-- START OF SELECTED TEXT --
Country potato salad
The must-have food at every summer picnic is potato salad. Here is a mayo-free version with a rustic look and fresh, country taste.
You can create a great meal by serving it with turkey burgers and a leafy green side salad. Then make the perfect, colorful ending with chilled fresh watermelon wedges along with grape clusters.
Country potato salad
4 large red potatoes, washed and unpeeled
1 dill pickle, chopped
2 scallions, chopped, including stems
2 stalks celery, chopped
1 tablespoon fresh parsley, chopped (1 teaspoon dried may be substituted)
1 tablespoon fresh basil, chopped (1 teaspoon dried may be substituted)
1 tablespoon fresh thyme, chopped (1 teaspoon dried may be substituted)
1 tablespoon apple cider vinegar (red wine vinegar may be substituted)
-- END OF SELECTED TEXT --
INSTRUCTIONS.
A. Summarize the potato salad recipe in two sentences.
B. From the potato salad recipe, list every ingredient that is called for chopped.
-- START OF DATA SHOWN --
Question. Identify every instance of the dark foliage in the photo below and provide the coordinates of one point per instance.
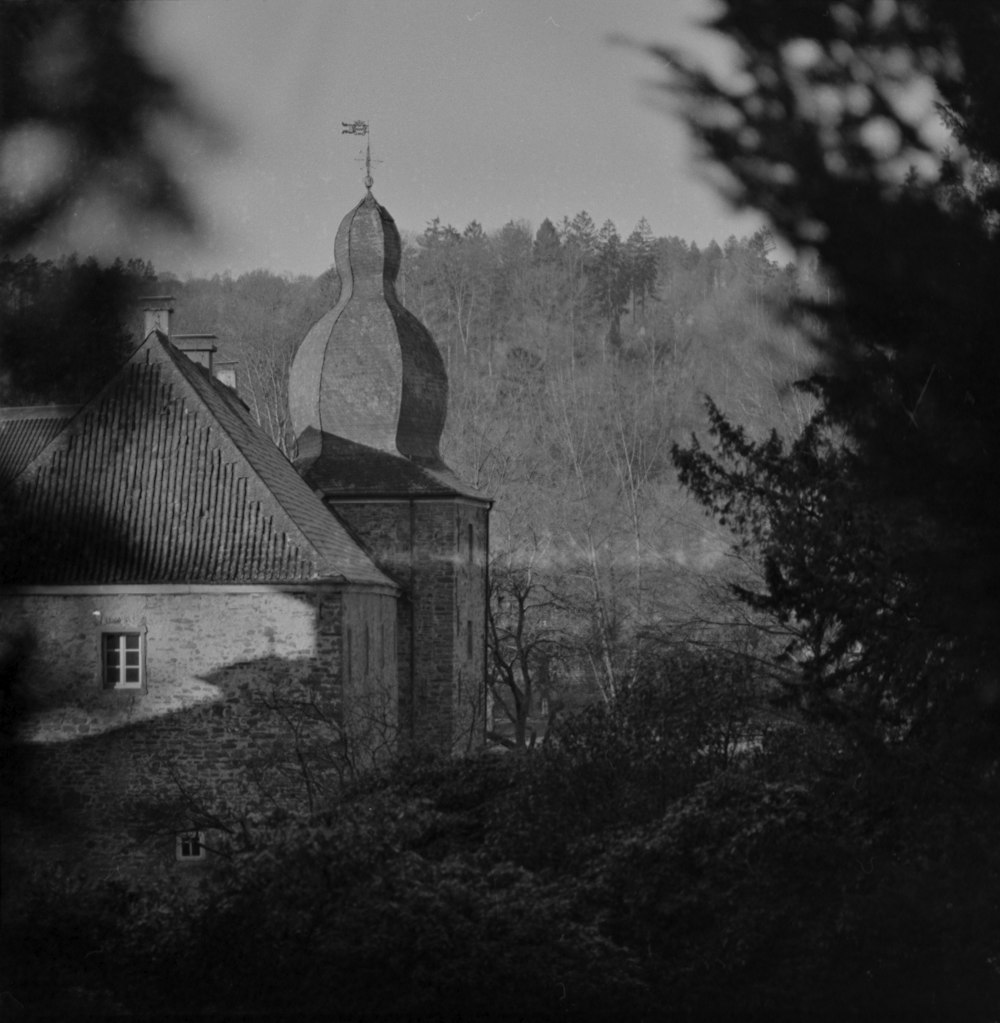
-- END OF DATA SHOWN --
FULL ANSWERS.
A. This country potato salad is a mayo-free version of the summer picnic staple, with a rustic look and fresh, country taste, and it can be served with turkey burgers and a leafy green side salad, followed by chilled watermelon wedges and grape clusters. Its ingredients include unpeeled red potatoes, a dill pickle, scallions, celery, fresh parsley, basil, and thyme, and apple cider vinegar.

B.
- Dill pickle
- Scallions
- Celery
- Fresh parsley
- Fresh basil
- Fresh thyme